EXERCISE REQUIREMENTS ->
Reproduce the listing word for word, starting from its first line and ending after the line that contains "56,387,588,1103", with that line included.

━━━━━ RECORDS TO PROCESS

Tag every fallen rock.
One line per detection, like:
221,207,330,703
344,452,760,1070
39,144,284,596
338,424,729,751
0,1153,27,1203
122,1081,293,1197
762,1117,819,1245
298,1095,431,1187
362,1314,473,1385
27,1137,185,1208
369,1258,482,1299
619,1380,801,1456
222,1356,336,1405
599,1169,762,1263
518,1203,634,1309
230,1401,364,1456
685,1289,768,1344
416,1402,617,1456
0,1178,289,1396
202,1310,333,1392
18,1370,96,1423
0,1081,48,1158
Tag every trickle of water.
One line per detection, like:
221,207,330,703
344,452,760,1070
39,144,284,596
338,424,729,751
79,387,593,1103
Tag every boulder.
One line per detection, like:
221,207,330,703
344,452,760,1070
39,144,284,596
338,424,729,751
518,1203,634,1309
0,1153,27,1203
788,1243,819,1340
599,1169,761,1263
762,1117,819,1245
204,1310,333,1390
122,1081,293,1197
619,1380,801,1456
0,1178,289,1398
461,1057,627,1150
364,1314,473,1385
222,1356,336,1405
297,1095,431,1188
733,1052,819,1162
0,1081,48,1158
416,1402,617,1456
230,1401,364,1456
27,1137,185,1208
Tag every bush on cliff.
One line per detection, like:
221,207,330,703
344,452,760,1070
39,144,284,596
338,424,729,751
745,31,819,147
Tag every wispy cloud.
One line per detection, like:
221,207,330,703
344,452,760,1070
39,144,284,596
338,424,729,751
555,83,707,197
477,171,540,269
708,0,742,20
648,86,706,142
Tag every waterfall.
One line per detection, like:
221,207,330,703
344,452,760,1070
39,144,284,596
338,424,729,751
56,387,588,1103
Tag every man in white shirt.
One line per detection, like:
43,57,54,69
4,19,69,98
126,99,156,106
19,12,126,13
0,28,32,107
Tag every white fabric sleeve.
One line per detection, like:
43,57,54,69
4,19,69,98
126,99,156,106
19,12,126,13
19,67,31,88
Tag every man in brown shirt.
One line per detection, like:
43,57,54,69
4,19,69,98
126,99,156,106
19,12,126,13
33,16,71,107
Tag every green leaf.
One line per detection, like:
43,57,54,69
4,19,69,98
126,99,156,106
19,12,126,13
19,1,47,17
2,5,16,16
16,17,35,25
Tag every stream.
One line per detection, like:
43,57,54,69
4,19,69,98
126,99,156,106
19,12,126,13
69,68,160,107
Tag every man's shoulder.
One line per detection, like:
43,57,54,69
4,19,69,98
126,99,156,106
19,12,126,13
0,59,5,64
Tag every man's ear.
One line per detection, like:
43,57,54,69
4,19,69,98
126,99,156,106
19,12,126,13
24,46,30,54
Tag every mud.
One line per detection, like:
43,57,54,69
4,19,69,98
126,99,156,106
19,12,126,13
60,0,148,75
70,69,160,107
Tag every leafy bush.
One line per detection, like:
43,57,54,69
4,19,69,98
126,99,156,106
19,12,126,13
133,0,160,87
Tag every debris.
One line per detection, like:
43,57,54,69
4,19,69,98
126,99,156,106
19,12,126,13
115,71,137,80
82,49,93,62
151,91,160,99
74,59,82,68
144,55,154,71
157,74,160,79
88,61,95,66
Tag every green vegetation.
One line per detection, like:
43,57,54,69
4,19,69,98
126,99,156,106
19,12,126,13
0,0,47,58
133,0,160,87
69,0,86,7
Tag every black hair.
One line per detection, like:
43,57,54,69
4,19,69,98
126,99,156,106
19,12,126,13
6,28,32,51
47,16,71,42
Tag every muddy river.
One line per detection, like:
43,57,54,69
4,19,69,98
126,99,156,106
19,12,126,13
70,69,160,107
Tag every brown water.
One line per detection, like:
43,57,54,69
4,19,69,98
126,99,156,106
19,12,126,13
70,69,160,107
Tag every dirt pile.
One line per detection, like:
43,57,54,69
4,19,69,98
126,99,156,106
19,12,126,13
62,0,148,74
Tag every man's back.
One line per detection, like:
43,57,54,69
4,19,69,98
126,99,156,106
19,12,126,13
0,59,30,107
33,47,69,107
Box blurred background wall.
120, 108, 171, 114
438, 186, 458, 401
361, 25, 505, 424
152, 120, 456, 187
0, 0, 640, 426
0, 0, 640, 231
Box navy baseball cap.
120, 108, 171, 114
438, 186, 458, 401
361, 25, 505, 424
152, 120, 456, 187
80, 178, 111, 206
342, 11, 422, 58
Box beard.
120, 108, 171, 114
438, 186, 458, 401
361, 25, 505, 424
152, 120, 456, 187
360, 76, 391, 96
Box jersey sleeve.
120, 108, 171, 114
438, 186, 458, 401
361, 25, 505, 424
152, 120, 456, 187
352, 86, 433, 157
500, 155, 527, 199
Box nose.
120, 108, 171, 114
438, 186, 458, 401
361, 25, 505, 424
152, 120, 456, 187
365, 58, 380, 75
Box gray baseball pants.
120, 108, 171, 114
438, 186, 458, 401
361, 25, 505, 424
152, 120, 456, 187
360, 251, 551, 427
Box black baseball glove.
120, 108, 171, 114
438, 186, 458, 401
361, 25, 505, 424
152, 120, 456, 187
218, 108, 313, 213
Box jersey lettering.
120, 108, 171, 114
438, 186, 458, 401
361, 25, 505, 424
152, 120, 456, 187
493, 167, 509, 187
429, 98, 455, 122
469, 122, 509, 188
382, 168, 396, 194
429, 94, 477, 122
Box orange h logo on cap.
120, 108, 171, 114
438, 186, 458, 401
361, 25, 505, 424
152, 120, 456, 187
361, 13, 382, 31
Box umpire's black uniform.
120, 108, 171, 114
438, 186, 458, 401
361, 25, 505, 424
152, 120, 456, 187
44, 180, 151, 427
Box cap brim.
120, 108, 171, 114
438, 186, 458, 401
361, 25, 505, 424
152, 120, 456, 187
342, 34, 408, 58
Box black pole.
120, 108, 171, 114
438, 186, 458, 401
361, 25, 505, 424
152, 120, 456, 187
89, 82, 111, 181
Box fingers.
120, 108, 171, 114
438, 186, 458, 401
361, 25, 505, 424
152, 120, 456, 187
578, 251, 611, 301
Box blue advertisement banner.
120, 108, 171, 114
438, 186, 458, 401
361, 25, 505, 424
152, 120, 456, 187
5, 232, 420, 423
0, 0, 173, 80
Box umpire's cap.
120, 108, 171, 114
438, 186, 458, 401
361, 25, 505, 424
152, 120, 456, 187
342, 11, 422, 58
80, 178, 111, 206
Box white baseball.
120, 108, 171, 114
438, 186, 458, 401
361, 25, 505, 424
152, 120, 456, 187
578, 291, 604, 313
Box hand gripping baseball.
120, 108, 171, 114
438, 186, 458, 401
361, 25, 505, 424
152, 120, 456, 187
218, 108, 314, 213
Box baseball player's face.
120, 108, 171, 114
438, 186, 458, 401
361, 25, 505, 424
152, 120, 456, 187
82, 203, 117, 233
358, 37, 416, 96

━━━━━━━━━━

TASK RESPONSE ->
Tag every fallen rock.
One line per detection, like:
221,207,330,703
344,452,760,1070
39,144,284,596
338,424,729,751
0,1153,27,1203
122,1081,293,1197
762,1117,819,1245
298,1095,431,1187
362,1314,473,1385
27,1137,185,1208
369,1258,482,1299
619,1380,801,1456
222,1356,336,1405
599,1169,762,1263
518,1203,634,1309
230,1401,364,1456
685,1289,768,1344
416,1402,617,1456
0,1178,289,1396
202,1310,333,1392
18,1370,96,1423
0,1081,48,1158
Tag every trickle of water.
One line per detection, like:
221,207,330,703
344,452,760,1070
39,144,284,596
338,424,729,751
79,387,593,1103
Tag every boulder.
One line per detection, like:
221,207,330,703
344,452,760,1070
39,144,284,596
338,424,729,751
518,1203,634,1309
0,1153,27,1203
788,1243,819,1340
599,1169,761,1263
762,1117,819,1245
204,1310,333,1390
122,1081,293,1197
619,1380,801,1456
0,1178,289,1398
461,1057,627,1150
364,1314,473,1385
222,1356,336,1405
297,1095,431,1188
733,1052,819,1162
0,1081,48,1158
416,1402,617,1456
230,1401,364,1456
27,1137,185,1208
Tag every bush on cliff.
One line per detection, like:
221,207,330,703
344,452,760,1070
39,144,284,596
338,424,729,751
745,31,819,147
Tag every wispy cloud.
One line per detection, like:
221,207,330,703
344,452,760,1070
39,144,284,596
338,424,729,751
555,83,707,197
477,171,540,269
708,0,742,20
648,86,706,142
Tag every waterfall.
One line per detection, like:
221,207,330,703
344,452,760,1070
39,144,284,596
338,424,729,751
56,387,588,1103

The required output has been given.